─── DATA SECTION
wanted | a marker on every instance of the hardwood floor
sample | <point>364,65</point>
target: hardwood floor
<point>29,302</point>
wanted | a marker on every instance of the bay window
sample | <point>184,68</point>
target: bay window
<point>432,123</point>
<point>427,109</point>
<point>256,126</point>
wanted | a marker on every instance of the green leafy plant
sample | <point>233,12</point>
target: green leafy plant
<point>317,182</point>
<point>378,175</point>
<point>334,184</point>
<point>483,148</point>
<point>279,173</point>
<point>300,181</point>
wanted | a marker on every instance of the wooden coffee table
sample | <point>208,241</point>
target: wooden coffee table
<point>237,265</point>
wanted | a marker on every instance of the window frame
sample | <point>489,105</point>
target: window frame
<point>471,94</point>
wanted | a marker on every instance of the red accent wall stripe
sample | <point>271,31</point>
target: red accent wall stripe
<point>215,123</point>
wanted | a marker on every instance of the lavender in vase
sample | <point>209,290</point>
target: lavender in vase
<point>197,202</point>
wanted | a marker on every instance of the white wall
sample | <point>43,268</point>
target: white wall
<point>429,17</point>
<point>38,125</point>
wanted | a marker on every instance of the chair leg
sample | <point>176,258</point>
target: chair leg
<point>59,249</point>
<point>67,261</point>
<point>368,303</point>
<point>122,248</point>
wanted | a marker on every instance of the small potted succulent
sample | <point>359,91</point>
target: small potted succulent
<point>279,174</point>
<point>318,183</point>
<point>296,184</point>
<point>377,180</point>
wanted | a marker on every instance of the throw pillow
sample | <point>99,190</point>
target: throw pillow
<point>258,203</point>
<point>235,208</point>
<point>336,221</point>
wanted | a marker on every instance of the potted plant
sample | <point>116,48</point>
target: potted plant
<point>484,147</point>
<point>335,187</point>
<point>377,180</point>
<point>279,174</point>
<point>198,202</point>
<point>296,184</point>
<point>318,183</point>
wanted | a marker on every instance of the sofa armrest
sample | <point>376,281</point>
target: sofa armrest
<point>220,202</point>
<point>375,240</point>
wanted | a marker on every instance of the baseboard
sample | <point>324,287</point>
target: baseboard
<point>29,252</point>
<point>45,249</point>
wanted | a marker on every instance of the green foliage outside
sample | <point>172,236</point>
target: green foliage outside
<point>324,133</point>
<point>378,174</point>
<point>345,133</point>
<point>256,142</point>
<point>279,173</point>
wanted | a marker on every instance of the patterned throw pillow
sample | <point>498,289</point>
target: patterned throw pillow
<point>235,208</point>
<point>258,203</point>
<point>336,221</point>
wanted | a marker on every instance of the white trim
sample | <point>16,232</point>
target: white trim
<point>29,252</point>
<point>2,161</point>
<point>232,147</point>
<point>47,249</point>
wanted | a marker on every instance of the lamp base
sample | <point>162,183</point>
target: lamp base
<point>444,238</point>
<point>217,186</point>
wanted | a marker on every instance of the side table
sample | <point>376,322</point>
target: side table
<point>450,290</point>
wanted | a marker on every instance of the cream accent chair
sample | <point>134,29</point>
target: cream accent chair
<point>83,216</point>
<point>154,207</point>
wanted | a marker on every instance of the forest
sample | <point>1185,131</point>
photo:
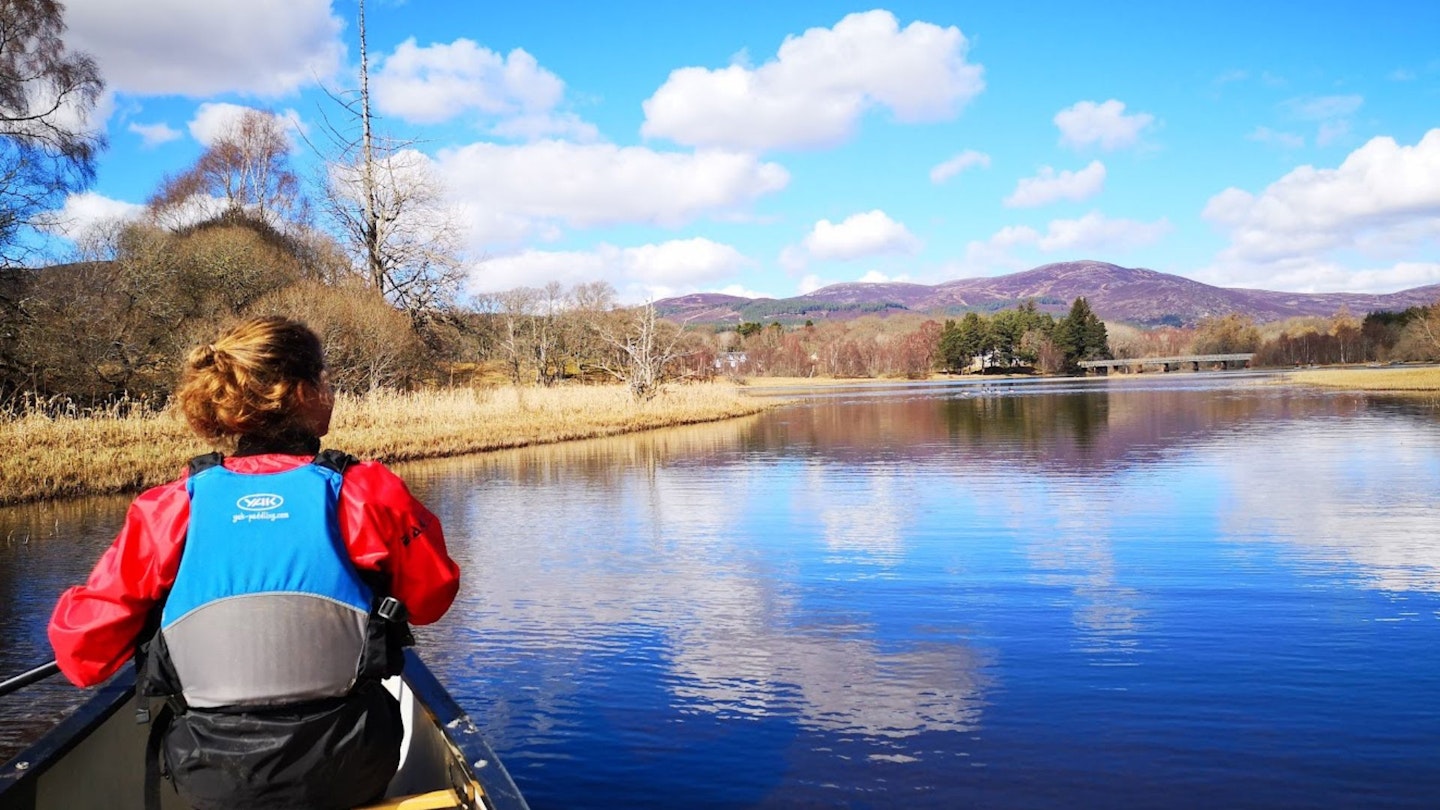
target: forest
<point>367,254</point>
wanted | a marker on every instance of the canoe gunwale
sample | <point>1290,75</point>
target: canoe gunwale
<point>20,774</point>
<point>500,791</point>
<point>478,764</point>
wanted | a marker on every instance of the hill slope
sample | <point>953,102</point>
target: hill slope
<point>1115,293</point>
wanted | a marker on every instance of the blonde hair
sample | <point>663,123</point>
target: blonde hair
<point>255,379</point>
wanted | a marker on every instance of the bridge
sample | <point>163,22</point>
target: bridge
<point>1191,362</point>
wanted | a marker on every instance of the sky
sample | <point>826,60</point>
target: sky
<point>771,149</point>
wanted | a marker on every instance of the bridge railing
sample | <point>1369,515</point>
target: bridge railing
<point>1174,361</point>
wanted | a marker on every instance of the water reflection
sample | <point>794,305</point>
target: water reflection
<point>1362,502</point>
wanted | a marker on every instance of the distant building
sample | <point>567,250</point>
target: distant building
<point>730,361</point>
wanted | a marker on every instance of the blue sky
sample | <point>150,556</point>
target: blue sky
<point>769,149</point>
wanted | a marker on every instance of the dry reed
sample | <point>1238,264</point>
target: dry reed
<point>1387,379</point>
<point>51,457</point>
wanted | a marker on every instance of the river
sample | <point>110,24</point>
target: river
<point>1167,591</point>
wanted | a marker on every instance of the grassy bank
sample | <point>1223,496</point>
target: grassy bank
<point>43,457</point>
<point>1388,379</point>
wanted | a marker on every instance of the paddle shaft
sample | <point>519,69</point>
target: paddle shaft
<point>28,678</point>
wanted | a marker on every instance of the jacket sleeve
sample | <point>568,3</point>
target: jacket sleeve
<point>94,627</point>
<point>388,529</point>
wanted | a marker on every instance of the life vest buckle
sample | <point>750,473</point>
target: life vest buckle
<point>392,610</point>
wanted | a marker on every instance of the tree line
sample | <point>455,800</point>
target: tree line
<point>366,254</point>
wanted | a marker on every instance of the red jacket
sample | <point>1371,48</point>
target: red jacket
<point>385,528</point>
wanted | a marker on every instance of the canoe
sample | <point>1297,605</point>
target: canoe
<point>95,755</point>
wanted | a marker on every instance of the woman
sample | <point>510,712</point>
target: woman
<point>267,574</point>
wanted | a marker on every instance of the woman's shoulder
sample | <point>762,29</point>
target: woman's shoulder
<point>372,477</point>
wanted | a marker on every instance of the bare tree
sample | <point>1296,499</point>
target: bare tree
<point>46,94</point>
<point>644,349</point>
<point>246,167</point>
<point>389,208</point>
<point>513,309</point>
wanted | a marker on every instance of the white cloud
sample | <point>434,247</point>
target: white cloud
<point>154,134</point>
<point>1049,186</point>
<point>860,235</point>
<point>810,284</point>
<point>1092,232</point>
<point>438,82</point>
<point>1105,124</point>
<point>818,85</point>
<point>213,120</point>
<point>876,277</point>
<point>954,166</point>
<point>514,192</point>
<point>1381,193</point>
<point>265,48</point>
<point>82,214</point>
<point>742,291</point>
<point>1098,232</point>
<point>1305,274</point>
<point>647,271</point>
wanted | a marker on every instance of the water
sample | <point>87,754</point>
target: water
<point>1175,591</point>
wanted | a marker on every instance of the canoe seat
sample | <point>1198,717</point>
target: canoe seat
<point>432,800</point>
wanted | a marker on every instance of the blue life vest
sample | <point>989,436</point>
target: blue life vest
<point>267,607</point>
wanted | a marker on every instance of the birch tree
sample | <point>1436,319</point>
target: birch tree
<point>389,209</point>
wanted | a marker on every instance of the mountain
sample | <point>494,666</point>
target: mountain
<point>1125,294</point>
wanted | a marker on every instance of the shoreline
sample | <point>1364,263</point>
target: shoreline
<point>46,459</point>
<point>1383,379</point>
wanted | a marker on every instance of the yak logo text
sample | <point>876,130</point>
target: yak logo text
<point>259,502</point>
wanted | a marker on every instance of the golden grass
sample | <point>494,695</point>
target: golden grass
<point>1390,379</point>
<point>43,457</point>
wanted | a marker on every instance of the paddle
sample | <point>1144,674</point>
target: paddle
<point>28,678</point>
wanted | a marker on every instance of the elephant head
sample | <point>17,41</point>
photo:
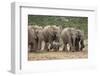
──────
Your copy should match the listing exactly, apart from the pictures it leaves out.

wanted | a marker on every instance of the hardwood floor
sample | <point>364,65</point>
target: hardwood floor
<point>29,302</point>
wanted | a marker on every instance of the bay window
sample | <point>184,68</point>
target: bay window
<point>432,123</point>
<point>427,109</point>
<point>256,126</point>
wanted | a marker on every instance of the green leafy plant
sample | <point>233,12</point>
target: green leafy plant
<point>317,182</point>
<point>378,175</point>
<point>334,184</point>
<point>483,148</point>
<point>279,173</point>
<point>300,181</point>
wanted | a marker on every instance of the wooden coffee table
sample | <point>208,241</point>
target: wooden coffee table
<point>237,265</point>
wanted | a marker on every instance of the window frame
sample | <point>489,105</point>
target: window frame
<point>471,94</point>
wanted | a marker on every instance of the red accent wall stripe
sample | <point>271,31</point>
target: red accent wall stripe
<point>215,123</point>
wanted | a marker on every instance of the lavender in vase
sample | <point>209,290</point>
target: lavender in vase
<point>197,202</point>
wanted | a marker on every instance of the white wall
sample | <point>43,268</point>
target: white wall
<point>429,17</point>
<point>38,125</point>
wanted | a marker on every instance of the chair leg
sample | <point>176,258</point>
target: chair leg
<point>59,249</point>
<point>67,261</point>
<point>368,303</point>
<point>122,248</point>
wanted | a marker on every instance of the small potted succulent
sample | <point>359,91</point>
target: small potted succulent
<point>279,174</point>
<point>318,183</point>
<point>296,184</point>
<point>377,180</point>
wanted | a marker on every instance of the throw pillow
sample | <point>99,190</point>
target: throw pillow
<point>258,203</point>
<point>235,208</point>
<point>336,221</point>
wanted | a marker on every instance of the potted plant
sample | <point>116,48</point>
target: potted plant
<point>484,147</point>
<point>335,187</point>
<point>377,180</point>
<point>279,174</point>
<point>198,202</point>
<point>296,184</point>
<point>318,183</point>
wanted | a marker on every instance of the sofa armrest
sample | <point>376,281</point>
target: sofa armrest
<point>220,202</point>
<point>375,240</point>
wanted | a marker on every instance of the baseboard
sample | <point>324,287</point>
target: baseboard
<point>29,252</point>
<point>45,249</point>
wanted | a marker on every instance of the green foliage outside
sample | <point>172,236</point>
target: green foliage outside
<point>324,133</point>
<point>378,174</point>
<point>345,133</point>
<point>256,142</point>
<point>279,173</point>
wanted | a marker on every instance of the patterned throw pillow
sample | <point>498,289</point>
target: patterned throw pillow
<point>235,208</point>
<point>258,203</point>
<point>336,221</point>
wanted | a marker on every instance of the white trim
sample | <point>16,232</point>
target: white trim
<point>29,252</point>
<point>2,161</point>
<point>232,147</point>
<point>47,249</point>
wanted | a marker on every instance of the lamp base
sample | <point>162,183</point>
target: lamp base
<point>444,238</point>
<point>217,186</point>
wanted | a marker on every instance of the side table
sample | <point>376,322</point>
target: side table
<point>450,290</point>
wanted | a marker on every instance of the cream accent chair
sample | <point>134,29</point>
target: cream accent chair
<point>83,216</point>
<point>154,207</point>
wanted | a marker on every instance of the forest
sample | <point>1185,131</point>
photo:
target: forest
<point>367,254</point>
wanted | a marker on every instance of the canoe gunwale
sample | <point>1290,75</point>
target: canoe gunwale
<point>20,774</point>
<point>500,791</point>
<point>478,764</point>
wanted | a marker on every instance of the hill slope
sample | <point>953,102</point>
target: hill slope
<point>1115,293</point>
wanted | a marker on every instance of the blonde hair
sample | <point>663,123</point>
target: blonde hair
<point>255,379</point>
wanted | a marker on every instance of the bridge
sample | <point>163,22</point>
target: bridge
<point>1191,362</point>
wanted | a marker on every instance of the sky
sample | <point>826,60</point>
target: sky
<point>771,149</point>
wanted | a marker on every instance of the bridge railing
sample | <point>1369,515</point>
target: bridge railing
<point>1174,361</point>
wanted | a marker on every instance of the water reflection
sample | <point>794,305</point>
target: water reflection
<point>1362,502</point>
wanted | a marker on every instance of the distant building
sample | <point>567,250</point>
target: distant building
<point>730,361</point>
wanted | a marker on every instance of the blue sky
sample | <point>150,556</point>
target: blue sky
<point>769,149</point>
wanted | a marker on every instance of the dry reed
sample | <point>1238,264</point>
target: dry reed
<point>1387,379</point>
<point>51,457</point>
wanted | a marker on every instance of the river
sample | <point>110,24</point>
target: river
<point>1167,591</point>
wanted | a marker on every instance of the grassy bank
sample | <point>1223,496</point>
target: grassy bank
<point>43,457</point>
<point>1388,379</point>
wanted | a marker on every instance of the paddle shaft
sample | <point>519,69</point>
target: paddle shaft
<point>28,678</point>
wanted | a marker on every instance of the jacket sleeve
sample | <point>568,3</point>
target: jacket sleeve
<point>94,627</point>
<point>388,529</point>
wanted | a marker on every instance of the life vest buckle
sample | <point>750,473</point>
target: life vest buckle
<point>392,610</point>
wanted | a marker on every instance of the tree line
sample | <point>455,800</point>
target: tree line
<point>366,254</point>
wanted | a marker on every instance of the red jacket
sample | <point>1371,48</point>
target: red jacket
<point>385,528</point>
wanted | a marker on every instance of the canoe
sample | <point>1297,605</point>
target: canoe
<point>95,755</point>
wanted | a marker on every instance of the woman
sample | <point>510,712</point>
target: woman
<point>267,574</point>
wanted | a marker on every instance of the woman's shoulder
sample | <point>762,29</point>
target: woman's shoulder
<point>372,477</point>
wanted | a marker on every instance of the bare tree
sample | <point>1296,499</point>
target: bare tree
<point>46,94</point>
<point>644,349</point>
<point>246,167</point>
<point>389,208</point>
<point>513,309</point>
wanted | a marker on every instance of the white cloud
sample | <point>434,247</point>
target: white cloud
<point>154,134</point>
<point>1049,186</point>
<point>860,235</point>
<point>810,284</point>
<point>1092,232</point>
<point>438,82</point>
<point>1105,124</point>
<point>818,85</point>
<point>213,120</point>
<point>876,277</point>
<point>954,166</point>
<point>514,192</point>
<point>1381,193</point>
<point>265,48</point>
<point>82,214</point>
<point>742,291</point>
<point>1098,232</point>
<point>1305,274</point>
<point>647,271</point>
wanted | a marker on every instance of the water
sample | <point>87,754</point>
target: water
<point>1175,591</point>
wanted | a marker on every instance of the canoe seat
sample | <point>1198,717</point>
target: canoe seat
<point>432,800</point>
wanted | a marker on every instance of the blue life vest
sample | <point>989,436</point>
target: blue life vest
<point>267,607</point>
wanted | a marker on every instance of the birch tree
sample | <point>1436,319</point>
target: birch tree
<point>389,209</point>
wanted | a marker on every instance of the mountain
sample | <point>494,666</point>
target: mountain
<point>1125,294</point>
wanted | a marker on every instance of the shoreline
sample | <point>1364,263</point>
target: shoreline
<point>46,459</point>
<point>1383,379</point>
wanted | a marker on every instance of the yak logo text
sample | <point>876,130</point>
target: yak logo text
<point>259,502</point>
wanted | a marker on every instance of the golden grass
sample | <point>494,695</point>
target: golden grass
<point>1390,379</point>
<point>43,457</point>
wanted | a marker on every instance of the paddle
sample | <point>1144,674</point>
target: paddle
<point>28,678</point>
wanted | a marker on every instance of the elephant head
sample | <point>17,41</point>
photo:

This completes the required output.